Recorded data
——

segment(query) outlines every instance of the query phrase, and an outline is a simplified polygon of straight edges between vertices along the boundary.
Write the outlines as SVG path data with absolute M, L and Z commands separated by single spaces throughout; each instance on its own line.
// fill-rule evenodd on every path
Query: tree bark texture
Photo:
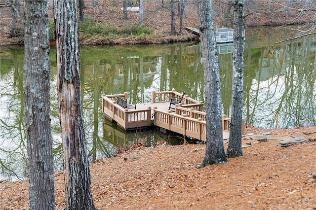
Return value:
M 206 148 L 200 166 L 225 163 L 222 125 L 219 61 L 213 21 L 212 1 L 198 0 L 199 31 L 205 85 Z
M 174 23 L 174 16 L 175 15 L 175 5 L 174 0 L 170 0 L 170 24 L 171 27 L 171 34 L 174 35 L 176 34 L 176 26 Z
M 243 49 L 244 46 L 244 0 L 236 0 L 234 11 L 233 95 L 232 117 L 227 153 L 229 157 L 241 156 L 241 129 L 243 96 Z
M 54 9 L 66 209 L 93 210 L 81 109 L 77 2 L 54 0 Z
M 124 14 L 124 20 L 128 20 L 127 17 L 127 0 L 123 0 L 123 14 Z
M 144 26 L 144 0 L 139 0 L 139 23 Z
M 84 3 L 83 0 L 79 0 L 79 14 L 80 16 L 80 22 L 83 22 L 83 8 L 84 8 Z
M 24 95 L 29 208 L 55 209 L 47 0 L 25 1 Z
M 182 33 L 182 28 L 183 26 L 183 16 L 184 15 L 184 9 L 186 6 L 186 1 L 185 0 L 179 0 L 179 17 L 180 17 L 180 31 L 179 33 L 181 34 Z

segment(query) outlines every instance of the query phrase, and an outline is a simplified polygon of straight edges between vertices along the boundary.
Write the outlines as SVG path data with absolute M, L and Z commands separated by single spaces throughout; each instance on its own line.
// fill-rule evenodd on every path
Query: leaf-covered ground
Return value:
M 270 130 L 273 136 L 302 135 L 316 127 Z M 268 130 L 248 128 L 247 133 Z M 316 133 L 305 135 L 316 137 Z M 90 167 L 95 207 L 103 209 L 316 209 L 316 141 L 281 147 L 251 142 L 244 156 L 197 169 L 205 144 L 142 146 Z M 225 147 L 227 144 L 225 144 Z M 65 208 L 62 172 L 55 174 L 56 209 Z M 28 181 L 0 183 L 1 210 L 27 209 Z

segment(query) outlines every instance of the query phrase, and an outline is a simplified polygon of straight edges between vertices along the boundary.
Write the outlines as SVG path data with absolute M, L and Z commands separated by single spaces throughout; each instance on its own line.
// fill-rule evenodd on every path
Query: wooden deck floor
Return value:
M 158 110 L 167 111 L 169 110 L 169 105 L 170 105 L 170 102 L 158 102 L 156 103 L 142 103 L 142 104 L 136 104 L 136 111 L 144 110 L 148 108 L 149 107 L 151 108 L 151 119 L 152 120 L 154 120 L 154 107 L 156 107 Z M 171 107 L 173 107 L 171 106 Z M 134 110 L 134 109 L 131 109 L 131 110 Z M 174 113 L 173 111 L 174 109 L 171 108 L 170 109 L 173 113 Z M 134 115 L 131 115 L 132 117 L 134 117 L 135 116 L 133 116 Z M 223 131 L 223 139 L 224 140 L 229 139 L 229 132 Z
M 124 108 L 117 103 L 118 97 L 126 100 L 126 93 L 102 95 L 102 111 L 123 129 L 128 130 L 153 125 L 199 140 L 206 140 L 206 113 L 202 111 L 203 103 L 186 95 L 183 104 L 171 105 L 171 96 L 181 97 L 182 93 L 170 91 L 153 91 L 152 102 L 136 104 L 135 108 Z M 222 116 L 223 139 L 229 138 L 230 118 Z

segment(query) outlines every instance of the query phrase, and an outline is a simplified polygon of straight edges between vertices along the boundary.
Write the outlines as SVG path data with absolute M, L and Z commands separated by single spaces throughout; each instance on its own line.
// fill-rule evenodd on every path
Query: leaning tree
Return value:
M 244 0 L 234 3 L 234 52 L 232 119 L 227 154 L 229 157 L 242 155 L 241 130 L 243 96 L 243 49 L 244 46 Z
M 198 0 L 199 31 L 203 55 L 206 112 L 205 156 L 199 167 L 227 162 L 222 125 L 219 61 L 213 21 L 211 0 Z
M 82 112 L 77 0 L 54 0 L 59 120 L 66 209 L 93 210 Z

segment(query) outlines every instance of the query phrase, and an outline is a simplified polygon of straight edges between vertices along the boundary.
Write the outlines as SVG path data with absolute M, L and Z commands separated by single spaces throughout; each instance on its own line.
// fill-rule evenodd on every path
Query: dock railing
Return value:
M 152 94 L 152 104 L 170 102 L 172 96 L 181 97 L 182 94 L 174 89 L 171 91 L 156 92 Z M 117 104 L 117 98 L 127 98 L 127 94 L 102 95 L 102 111 L 113 120 L 116 121 L 124 130 L 131 128 L 150 126 L 151 111 L 150 106 L 146 108 L 128 109 Z M 203 103 L 185 96 L 183 104 L 175 106 L 174 111 L 158 110 L 157 106 L 153 108 L 154 124 L 184 136 L 202 140 L 206 140 L 206 113 L 202 111 Z M 223 131 L 229 132 L 231 118 L 223 115 L 222 123 Z M 244 135 L 244 120 L 242 122 L 241 135 Z
M 127 98 L 127 94 L 102 95 L 102 111 L 106 113 L 112 120 L 116 121 L 124 130 L 137 127 L 150 126 L 151 125 L 150 106 L 147 108 L 128 109 L 117 104 L 118 97 Z
M 153 103 L 160 103 L 160 102 L 170 102 L 171 97 L 178 96 L 181 98 L 182 96 L 182 93 L 176 91 L 174 89 L 170 91 L 153 91 L 152 94 Z M 182 102 L 178 104 L 180 106 L 185 107 L 187 108 L 194 108 L 195 110 L 201 111 L 203 110 L 203 105 L 204 103 L 202 102 L 199 102 L 191 98 L 187 95 L 183 97 Z
M 156 126 L 172 131 L 203 141 L 206 140 L 206 122 L 202 119 L 194 119 L 184 114 L 180 115 L 168 110 L 159 110 L 154 107 L 154 124 Z

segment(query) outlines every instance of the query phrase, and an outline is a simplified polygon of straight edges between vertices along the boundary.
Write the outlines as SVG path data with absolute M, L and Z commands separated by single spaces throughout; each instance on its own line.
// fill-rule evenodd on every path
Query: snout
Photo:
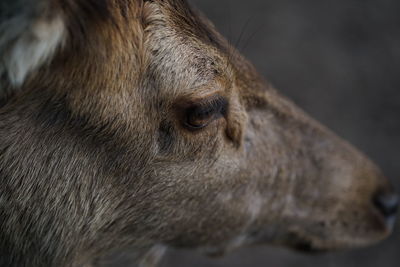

——

### Given instruction
Retype all of the rows above line for line, leaving out the pictures.

### Solution to the problem
segment(query) outlines every instance of the query phrase, and an outline is a simplified polygon of straight edges between vertices along the boundary.
Write the outlines as SVG path data with absolute M, L and Z commands separated by single spaces throughout; each instance on its own line.
// fill-rule evenodd on every path
Query: tree bark texture
Photo:
Return value:
M 206 148 L 200 166 L 225 163 L 222 125 L 219 61 L 213 21 L 212 1 L 198 0 L 199 31 L 205 85 Z
M 174 23 L 174 16 L 175 15 L 175 5 L 174 0 L 170 0 L 170 24 L 171 27 L 171 34 L 174 35 L 176 34 L 176 26 Z
M 243 49 L 244 46 L 244 0 L 236 0 L 234 11 L 233 95 L 232 117 L 227 153 L 229 157 L 241 156 L 241 129 L 243 96 Z
M 54 9 L 66 209 L 93 210 L 81 109 L 77 2 L 54 0 Z
M 124 14 L 124 20 L 128 20 L 127 17 L 127 0 L 123 0 L 123 14 Z
M 144 26 L 144 0 L 139 0 L 139 23 Z
M 84 3 L 83 0 L 79 0 L 79 14 L 80 16 L 80 22 L 83 22 L 83 8 L 84 8 Z
M 24 95 L 29 208 L 55 209 L 47 0 L 25 1 Z
M 182 33 L 182 28 L 183 26 L 183 16 L 184 15 L 184 9 L 186 6 L 186 1 L 185 0 L 179 0 L 179 17 L 180 17 L 180 31 L 179 33 L 181 34 Z

segment(query) outlines every instance of the query phrase, and an outline is a simplified polygon of straight edges between vertices along the boundary.
Write the outlines as SVG path data with absolute M, L and Z commands separated by single spaces throughout; each instance on its own line.
// fill-rule evenodd on every path
Query: leaf-covered ground
Return value:
M 270 130 L 273 136 L 302 135 L 316 127 Z M 268 130 L 248 128 L 247 133 Z M 316 133 L 305 135 L 316 137 Z M 90 167 L 95 207 L 103 209 L 316 209 L 316 141 L 281 147 L 251 142 L 244 156 L 197 169 L 205 144 L 142 146 Z M 225 147 L 227 144 L 225 144 Z M 65 208 L 62 172 L 55 174 L 56 209 Z M 28 181 L 0 183 L 1 210 L 27 209 Z

segment(query) outlines every instance of the query phrase, and an outline is a simplified polygon of straight edges between vertices along the boundary.
Write the outlines as SVG path data with absolute M, L and Z commands separated by single spaces throughout; each instance on its own line.
// fill-rule evenodd on every path
Query: wooden deck floor
Return value:
M 158 110 L 167 111 L 169 110 L 169 105 L 170 105 L 170 102 L 158 102 L 156 103 L 142 103 L 142 104 L 136 104 L 136 111 L 144 110 L 148 108 L 149 107 L 151 108 L 151 119 L 152 120 L 154 120 L 154 107 L 156 107 Z M 171 107 L 173 107 L 171 106 Z M 134 110 L 134 109 L 131 109 L 131 110 Z M 174 113 L 173 111 L 174 109 L 171 108 L 170 109 L 173 113 Z M 134 115 L 131 115 L 132 117 L 134 117 L 135 116 L 133 116 Z M 223 131 L 223 139 L 224 140 L 229 139 L 229 132 Z
M 124 108 L 117 103 L 118 97 L 126 100 L 126 93 L 102 95 L 102 111 L 123 129 L 128 130 L 153 125 L 199 140 L 206 140 L 206 113 L 202 111 L 203 103 L 186 95 L 183 104 L 171 105 L 171 96 L 181 97 L 182 93 L 170 91 L 153 91 L 152 102 L 136 104 L 135 108 Z M 222 116 L 223 139 L 229 138 L 230 118 Z

segment(query) outlines every instance of the query phrase, and an outline is a simplified polygon of straight edges between vertices along the boundary.
Write the outlines as SVG path data with absolute M, L and Z commands separated by single spaces throughout; each instance on its own line.
// fill-rule evenodd on every path
Query: leaning tree
Return value:
M 244 0 L 234 3 L 234 52 L 232 119 L 227 154 L 229 157 L 242 155 L 241 130 L 243 96 L 243 49 L 244 46 Z
M 198 0 L 199 31 L 203 55 L 206 112 L 205 156 L 199 167 L 227 162 L 222 125 L 219 61 L 213 21 L 211 0 Z
M 82 112 L 77 0 L 54 0 L 59 120 L 66 209 L 93 210 Z

segment(query) outlines every instance of the query phrase, and an outline is a simplified polygon of straight edges between vertices along the boundary.
Write the outlines as SVG path data with absolute M, L and Z commands separated by single spaces throughout; each instance on its own line.
// fill-rule evenodd on every path
Query: dock railing
Return value:
M 152 94 L 152 104 L 170 102 L 172 96 L 181 97 L 182 94 L 174 89 L 171 91 L 156 92 Z M 117 104 L 117 98 L 127 98 L 127 94 L 102 95 L 102 111 L 113 120 L 116 121 L 124 130 L 131 128 L 150 126 L 151 111 L 150 106 L 146 108 L 128 109 Z M 203 103 L 185 96 L 183 104 L 175 106 L 174 111 L 158 110 L 157 106 L 153 108 L 154 124 L 184 136 L 202 140 L 206 140 L 206 113 L 202 111 Z M 223 131 L 229 132 L 231 118 L 223 115 L 222 123 Z M 244 135 L 244 120 L 242 122 L 241 135 Z
M 127 98 L 127 94 L 102 95 L 102 111 L 106 113 L 112 120 L 116 121 L 124 130 L 137 127 L 150 126 L 151 125 L 150 106 L 147 108 L 128 109 L 117 104 L 118 97 Z
M 153 103 L 160 103 L 160 102 L 170 102 L 171 97 L 178 96 L 181 98 L 182 96 L 182 93 L 176 91 L 174 89 L 170 91 L 153 91 L 152 94 Z M 182 102 L 178 104 L 180 106 L 185 107 L 187 108 L 194 108 L 195 110 L 201 111 L 203 110 L 203 105 L 204 103 L 202 102 L 199 102 L 191 98 L 187 95 L 183 97 Z
M 156 126 L 172 131 L 203 141 L 206 140 L 206 122 L 202 119 L 194 119 L 184 114 L 180 115 L 168 110 L 159 110 L 154 107 L 154 124 Z

segment(query) outlines every instance of the query phrase, and an outline is a simplified polygon of straight edges between vertices along the boundary.
Write the outlines as SVG path data with absolute M, L and Z commands separated by single spaces throughout; each instance on its own line.
// fill-rule evenodd on every path
Query: snout
Photo:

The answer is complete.